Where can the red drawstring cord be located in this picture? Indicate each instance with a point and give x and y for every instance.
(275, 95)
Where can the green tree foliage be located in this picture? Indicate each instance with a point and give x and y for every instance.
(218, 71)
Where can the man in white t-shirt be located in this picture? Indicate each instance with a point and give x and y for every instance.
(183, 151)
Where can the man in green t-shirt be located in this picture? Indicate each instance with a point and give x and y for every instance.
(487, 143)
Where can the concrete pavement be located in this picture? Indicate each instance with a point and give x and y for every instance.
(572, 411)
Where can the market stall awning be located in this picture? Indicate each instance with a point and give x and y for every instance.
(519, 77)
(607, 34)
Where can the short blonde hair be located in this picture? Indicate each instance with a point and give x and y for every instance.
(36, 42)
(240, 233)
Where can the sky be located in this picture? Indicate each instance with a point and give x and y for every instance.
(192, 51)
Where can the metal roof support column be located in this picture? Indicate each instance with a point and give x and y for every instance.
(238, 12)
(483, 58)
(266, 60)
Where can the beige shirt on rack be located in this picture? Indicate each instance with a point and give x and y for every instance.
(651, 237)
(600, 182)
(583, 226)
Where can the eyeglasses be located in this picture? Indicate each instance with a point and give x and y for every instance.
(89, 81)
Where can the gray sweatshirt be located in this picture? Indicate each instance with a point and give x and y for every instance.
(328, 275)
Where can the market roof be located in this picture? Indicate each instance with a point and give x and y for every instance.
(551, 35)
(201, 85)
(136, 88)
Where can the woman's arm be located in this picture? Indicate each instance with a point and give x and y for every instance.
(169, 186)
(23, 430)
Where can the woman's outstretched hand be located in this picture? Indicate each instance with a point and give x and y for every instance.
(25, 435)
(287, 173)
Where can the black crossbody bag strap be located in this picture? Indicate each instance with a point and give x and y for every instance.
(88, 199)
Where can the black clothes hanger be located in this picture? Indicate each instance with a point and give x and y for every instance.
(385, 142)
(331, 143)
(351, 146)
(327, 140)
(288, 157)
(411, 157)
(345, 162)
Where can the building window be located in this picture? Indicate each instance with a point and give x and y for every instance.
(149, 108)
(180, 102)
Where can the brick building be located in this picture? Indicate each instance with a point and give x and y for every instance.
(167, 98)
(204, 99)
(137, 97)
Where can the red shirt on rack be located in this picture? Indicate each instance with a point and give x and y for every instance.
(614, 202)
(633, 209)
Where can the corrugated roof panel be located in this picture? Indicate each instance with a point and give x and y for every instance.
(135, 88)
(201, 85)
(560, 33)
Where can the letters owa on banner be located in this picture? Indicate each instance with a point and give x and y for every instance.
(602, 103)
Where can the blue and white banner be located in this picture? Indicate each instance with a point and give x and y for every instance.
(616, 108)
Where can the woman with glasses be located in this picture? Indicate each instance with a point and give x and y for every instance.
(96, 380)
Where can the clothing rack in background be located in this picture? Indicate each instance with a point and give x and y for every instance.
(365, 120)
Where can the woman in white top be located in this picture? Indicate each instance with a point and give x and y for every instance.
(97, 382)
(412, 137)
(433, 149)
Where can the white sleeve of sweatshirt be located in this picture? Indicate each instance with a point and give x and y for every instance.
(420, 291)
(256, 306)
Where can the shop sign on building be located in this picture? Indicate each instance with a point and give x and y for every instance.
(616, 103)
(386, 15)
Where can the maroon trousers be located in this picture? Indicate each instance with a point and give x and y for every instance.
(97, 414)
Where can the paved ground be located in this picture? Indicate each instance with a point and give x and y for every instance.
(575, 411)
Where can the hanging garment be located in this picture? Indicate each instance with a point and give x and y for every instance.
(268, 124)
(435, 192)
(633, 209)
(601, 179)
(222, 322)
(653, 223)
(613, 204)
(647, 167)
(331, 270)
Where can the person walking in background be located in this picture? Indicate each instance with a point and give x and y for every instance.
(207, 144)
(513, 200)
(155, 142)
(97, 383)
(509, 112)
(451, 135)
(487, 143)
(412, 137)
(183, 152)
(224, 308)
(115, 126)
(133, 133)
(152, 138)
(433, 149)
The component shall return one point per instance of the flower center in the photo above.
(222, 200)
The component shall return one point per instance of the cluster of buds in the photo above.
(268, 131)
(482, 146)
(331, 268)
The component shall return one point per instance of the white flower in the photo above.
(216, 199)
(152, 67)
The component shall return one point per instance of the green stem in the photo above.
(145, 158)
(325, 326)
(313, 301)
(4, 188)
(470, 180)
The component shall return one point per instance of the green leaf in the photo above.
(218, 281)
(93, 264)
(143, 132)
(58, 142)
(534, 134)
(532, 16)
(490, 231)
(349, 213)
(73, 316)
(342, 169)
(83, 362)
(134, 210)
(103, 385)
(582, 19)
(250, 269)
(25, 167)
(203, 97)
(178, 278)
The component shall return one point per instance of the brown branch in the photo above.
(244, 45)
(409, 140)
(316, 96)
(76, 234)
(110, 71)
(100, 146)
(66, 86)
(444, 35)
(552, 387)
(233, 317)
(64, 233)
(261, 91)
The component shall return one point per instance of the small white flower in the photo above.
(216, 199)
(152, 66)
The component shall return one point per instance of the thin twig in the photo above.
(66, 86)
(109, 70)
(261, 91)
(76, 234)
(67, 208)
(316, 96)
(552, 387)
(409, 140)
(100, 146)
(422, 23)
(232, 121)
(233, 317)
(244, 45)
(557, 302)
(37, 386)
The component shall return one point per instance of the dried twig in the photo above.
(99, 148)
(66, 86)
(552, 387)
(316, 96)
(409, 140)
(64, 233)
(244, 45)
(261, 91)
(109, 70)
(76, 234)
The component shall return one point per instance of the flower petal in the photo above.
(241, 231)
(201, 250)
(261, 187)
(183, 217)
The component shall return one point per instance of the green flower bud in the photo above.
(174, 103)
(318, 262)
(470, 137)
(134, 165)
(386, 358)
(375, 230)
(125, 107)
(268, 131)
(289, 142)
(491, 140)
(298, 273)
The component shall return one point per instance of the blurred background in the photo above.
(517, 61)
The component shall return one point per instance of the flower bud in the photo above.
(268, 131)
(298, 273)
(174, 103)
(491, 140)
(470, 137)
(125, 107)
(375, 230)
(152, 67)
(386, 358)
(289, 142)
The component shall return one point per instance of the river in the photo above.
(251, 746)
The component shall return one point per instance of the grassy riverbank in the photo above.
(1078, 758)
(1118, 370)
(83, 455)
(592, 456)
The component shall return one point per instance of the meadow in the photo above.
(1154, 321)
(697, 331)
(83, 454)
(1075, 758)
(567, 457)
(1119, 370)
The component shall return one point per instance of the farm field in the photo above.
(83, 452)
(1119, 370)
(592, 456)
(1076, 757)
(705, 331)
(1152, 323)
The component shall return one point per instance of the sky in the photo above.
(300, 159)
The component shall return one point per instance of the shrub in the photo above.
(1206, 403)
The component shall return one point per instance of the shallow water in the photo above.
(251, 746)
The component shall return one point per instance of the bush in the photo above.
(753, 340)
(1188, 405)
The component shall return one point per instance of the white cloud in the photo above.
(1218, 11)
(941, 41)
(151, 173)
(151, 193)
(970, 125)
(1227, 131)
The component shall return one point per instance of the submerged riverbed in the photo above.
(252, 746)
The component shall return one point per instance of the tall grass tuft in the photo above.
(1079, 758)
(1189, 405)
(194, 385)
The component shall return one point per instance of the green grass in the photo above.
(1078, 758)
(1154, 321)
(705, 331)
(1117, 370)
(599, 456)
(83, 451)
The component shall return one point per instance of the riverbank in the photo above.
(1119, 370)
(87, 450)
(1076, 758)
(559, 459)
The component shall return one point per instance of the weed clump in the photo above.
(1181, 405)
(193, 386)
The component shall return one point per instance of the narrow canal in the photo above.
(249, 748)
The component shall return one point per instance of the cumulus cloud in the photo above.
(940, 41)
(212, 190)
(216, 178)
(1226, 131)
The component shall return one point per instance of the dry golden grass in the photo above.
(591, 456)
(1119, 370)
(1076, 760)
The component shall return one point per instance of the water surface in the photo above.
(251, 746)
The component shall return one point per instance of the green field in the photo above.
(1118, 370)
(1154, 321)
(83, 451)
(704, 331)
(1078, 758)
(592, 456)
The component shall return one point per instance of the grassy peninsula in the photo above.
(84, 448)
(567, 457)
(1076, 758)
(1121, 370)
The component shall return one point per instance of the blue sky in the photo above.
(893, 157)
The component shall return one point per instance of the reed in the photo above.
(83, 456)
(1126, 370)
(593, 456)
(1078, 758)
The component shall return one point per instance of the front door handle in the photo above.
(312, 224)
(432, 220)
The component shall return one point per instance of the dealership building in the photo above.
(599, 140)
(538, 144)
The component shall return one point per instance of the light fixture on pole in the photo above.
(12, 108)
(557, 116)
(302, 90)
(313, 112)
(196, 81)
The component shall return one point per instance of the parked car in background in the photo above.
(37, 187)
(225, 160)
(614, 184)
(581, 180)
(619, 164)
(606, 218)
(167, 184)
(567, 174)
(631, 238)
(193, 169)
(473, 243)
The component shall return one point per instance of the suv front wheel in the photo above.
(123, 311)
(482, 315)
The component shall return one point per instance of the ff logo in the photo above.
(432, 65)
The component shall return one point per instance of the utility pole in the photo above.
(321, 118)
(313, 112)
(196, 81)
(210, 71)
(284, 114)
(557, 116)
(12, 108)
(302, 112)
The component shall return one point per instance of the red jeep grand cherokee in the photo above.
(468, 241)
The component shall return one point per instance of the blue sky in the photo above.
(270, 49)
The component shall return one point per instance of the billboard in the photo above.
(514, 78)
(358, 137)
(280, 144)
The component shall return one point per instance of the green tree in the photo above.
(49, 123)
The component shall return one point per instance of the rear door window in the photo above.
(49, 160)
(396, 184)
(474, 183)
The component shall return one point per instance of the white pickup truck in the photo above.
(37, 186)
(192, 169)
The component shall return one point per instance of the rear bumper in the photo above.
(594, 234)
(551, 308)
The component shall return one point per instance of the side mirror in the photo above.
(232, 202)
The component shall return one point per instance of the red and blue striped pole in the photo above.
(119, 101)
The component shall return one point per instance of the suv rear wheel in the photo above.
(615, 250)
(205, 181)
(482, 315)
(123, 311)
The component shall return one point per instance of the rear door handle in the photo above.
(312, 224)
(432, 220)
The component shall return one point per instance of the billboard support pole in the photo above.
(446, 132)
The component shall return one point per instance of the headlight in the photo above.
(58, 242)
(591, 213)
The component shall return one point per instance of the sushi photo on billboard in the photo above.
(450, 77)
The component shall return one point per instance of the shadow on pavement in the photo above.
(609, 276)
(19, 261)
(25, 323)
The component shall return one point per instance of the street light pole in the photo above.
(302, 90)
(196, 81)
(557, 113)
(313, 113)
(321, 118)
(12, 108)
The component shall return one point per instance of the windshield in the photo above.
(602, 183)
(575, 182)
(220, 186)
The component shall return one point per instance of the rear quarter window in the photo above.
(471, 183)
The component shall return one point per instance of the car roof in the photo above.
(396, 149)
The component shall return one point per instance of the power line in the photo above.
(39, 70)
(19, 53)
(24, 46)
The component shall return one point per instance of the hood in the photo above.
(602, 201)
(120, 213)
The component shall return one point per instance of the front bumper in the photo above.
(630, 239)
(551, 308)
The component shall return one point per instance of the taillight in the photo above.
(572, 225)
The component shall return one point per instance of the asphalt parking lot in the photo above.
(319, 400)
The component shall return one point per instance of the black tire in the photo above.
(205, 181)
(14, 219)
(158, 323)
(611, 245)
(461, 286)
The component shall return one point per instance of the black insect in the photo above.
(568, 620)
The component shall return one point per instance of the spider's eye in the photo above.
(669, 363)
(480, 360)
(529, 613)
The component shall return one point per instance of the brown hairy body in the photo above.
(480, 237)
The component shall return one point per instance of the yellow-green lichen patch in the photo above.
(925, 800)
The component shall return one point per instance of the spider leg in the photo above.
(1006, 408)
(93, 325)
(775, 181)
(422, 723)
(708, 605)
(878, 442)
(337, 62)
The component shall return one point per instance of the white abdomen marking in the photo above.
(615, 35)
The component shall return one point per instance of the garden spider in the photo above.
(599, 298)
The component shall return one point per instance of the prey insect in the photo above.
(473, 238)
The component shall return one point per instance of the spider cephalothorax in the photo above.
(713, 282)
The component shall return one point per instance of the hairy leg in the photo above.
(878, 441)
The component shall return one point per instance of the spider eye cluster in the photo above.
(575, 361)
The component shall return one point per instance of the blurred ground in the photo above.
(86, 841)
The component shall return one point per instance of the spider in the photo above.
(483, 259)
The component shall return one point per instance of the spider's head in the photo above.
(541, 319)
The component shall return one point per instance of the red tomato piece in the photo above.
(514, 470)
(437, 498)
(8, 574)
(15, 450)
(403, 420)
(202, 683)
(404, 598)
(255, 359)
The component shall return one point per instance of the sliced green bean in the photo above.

+ + +

About this exercise: Could you retype exactly the lines from the one containing "The component shall return one point per instance of the hairy" through the final line of the data above, and no others?

Problem solution:
The component shall return one point per instance of the hairy leg in the photo above.
(878, 441)
The component shall return one point per instance of the spider eye cluster in the photo above.
(575, 361)
The component shall return one point per instance of the blurred ground in the photo above.
(86, 841)
The component shall return one point per instance of the spider in the photo above.
(483, 259)
The component shall return one point per instance of the spider's head in the photo above.
(541, 319)
The component shall return one point per instance of the red tomato piece in the photo above.
(514, 470)
(437, 498)
(8, 574)
(15, 450)
(403, 420)
(202, 683)
(404, 598)
(255, 359)
The component shall return one point per instance of the sliced green bean in the photo above.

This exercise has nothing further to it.